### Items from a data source
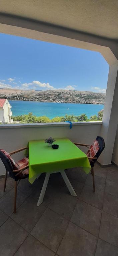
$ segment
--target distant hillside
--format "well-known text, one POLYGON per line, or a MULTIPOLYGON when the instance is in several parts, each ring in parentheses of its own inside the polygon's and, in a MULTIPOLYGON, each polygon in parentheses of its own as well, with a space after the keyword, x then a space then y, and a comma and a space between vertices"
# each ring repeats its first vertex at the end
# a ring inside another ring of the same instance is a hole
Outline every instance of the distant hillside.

### What to do
In all of the items above, replace "hillside" with "slope" and reproduce the lines with no other changes. Leave the pictures out.

### Problem solution
$ segment
--target distant slope
--format "well-known text, one POLYGON per line, or a MULTIPOLYGON when the instance is in several parts, each ring in parentheses of its own inside the polygon's and, in a MULTIPOLYGON, each polygon in parentheses of its own as well, with a space after the keyword, x then a space then y, and a comma and a space between vertices"
# each ring repeats its first vertex at the end
# a ring inside another ring of the same instance is a hole
Outline every instance of the distant slope.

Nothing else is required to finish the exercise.